**EXERCISE REQUIREMENTS**
Set down all of the lines below exactly as they are given.
*** Opening DATA TO PROCESS ***
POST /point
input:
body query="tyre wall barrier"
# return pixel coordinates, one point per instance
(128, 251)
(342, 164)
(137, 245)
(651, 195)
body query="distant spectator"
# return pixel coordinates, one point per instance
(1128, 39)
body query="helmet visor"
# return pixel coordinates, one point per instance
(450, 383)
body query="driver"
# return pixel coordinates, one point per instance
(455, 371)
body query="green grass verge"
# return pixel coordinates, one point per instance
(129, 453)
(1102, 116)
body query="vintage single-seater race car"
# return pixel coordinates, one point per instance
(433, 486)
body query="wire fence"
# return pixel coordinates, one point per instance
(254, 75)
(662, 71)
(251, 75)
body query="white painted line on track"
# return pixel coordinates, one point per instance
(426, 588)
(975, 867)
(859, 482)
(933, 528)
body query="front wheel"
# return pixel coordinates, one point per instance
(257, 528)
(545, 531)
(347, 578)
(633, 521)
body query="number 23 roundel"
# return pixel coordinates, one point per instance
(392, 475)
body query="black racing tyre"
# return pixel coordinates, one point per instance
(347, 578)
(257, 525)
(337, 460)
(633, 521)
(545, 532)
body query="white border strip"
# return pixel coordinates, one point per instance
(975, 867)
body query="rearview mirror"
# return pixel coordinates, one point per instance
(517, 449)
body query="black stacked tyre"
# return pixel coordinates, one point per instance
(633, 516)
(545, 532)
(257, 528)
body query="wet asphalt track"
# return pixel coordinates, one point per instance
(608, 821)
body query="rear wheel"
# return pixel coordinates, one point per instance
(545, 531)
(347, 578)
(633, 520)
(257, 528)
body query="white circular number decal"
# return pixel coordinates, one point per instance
*** Closing DATA TO PROCESS ***
**TASK ANSWER**
POST /point
input:
body query="tyre wall barrier"
# return pixel coordinates, one point per instance
(128, 251)
(342, 164)
(137, 245)
(651, 195)
body query="distant spectator"
# return pixel coordinates, one point per instance
(1128, 39)
body query="helmet visor"
# return pixel coordinates, one point per instance
(450, 383)
body query="driver"
# return pixel coordinates, one point per instance
(455, 371)
body query="green grass verge"
# return pixel coordinates, one point per instance
(129, 453)
(1102, 116)
body query="vintage single-seater race car"
# return pixel coordinates, one point per instance
(433, 486)
body query="wire fence"
# return pixel coordinates, one point per instance
(254, 75)
(662, 71)
(251, 75)
body query="white painted line on track"
# return pixel coordinates, one point per instance
(426, 588)
(975, 867)
(859, 482)
(933, 528)
body query="front wheel"
# return pixel coordinates, one point per instance
(257, 528)
(545, 531)
(347, 578)
(633, 521)
body query="number 23 roundel"
# return pixel coordinates, one point per instance
(392, 475)
body query="black racing tyre"
# return pixel coordinates, one point per instance
(347, 578)
(257, 525)
(337, 460)
(633, 521)
(545, 532)
body query="white border strip"
# return pixel coordinates, one point per instance
(975, 867)
body query="rearview mirror"
# return pixel coordinates, one point per instance
(517, 449)
body query="black stacked tyre"
# return pixel coordinates, one point per instance
(633, 516)
(545, 532)
(257, 528)
body query="wet asphalt track"
# return pixel coordinates, one point per instance
(608, 821)
body query="rear wheel"
# return pixel coordinates, one point per instance
(545, 531)
(347, 578)
(633, 520)
(257, 528)
body query="white circular number decal"
# return pixel coordinates, one point per instance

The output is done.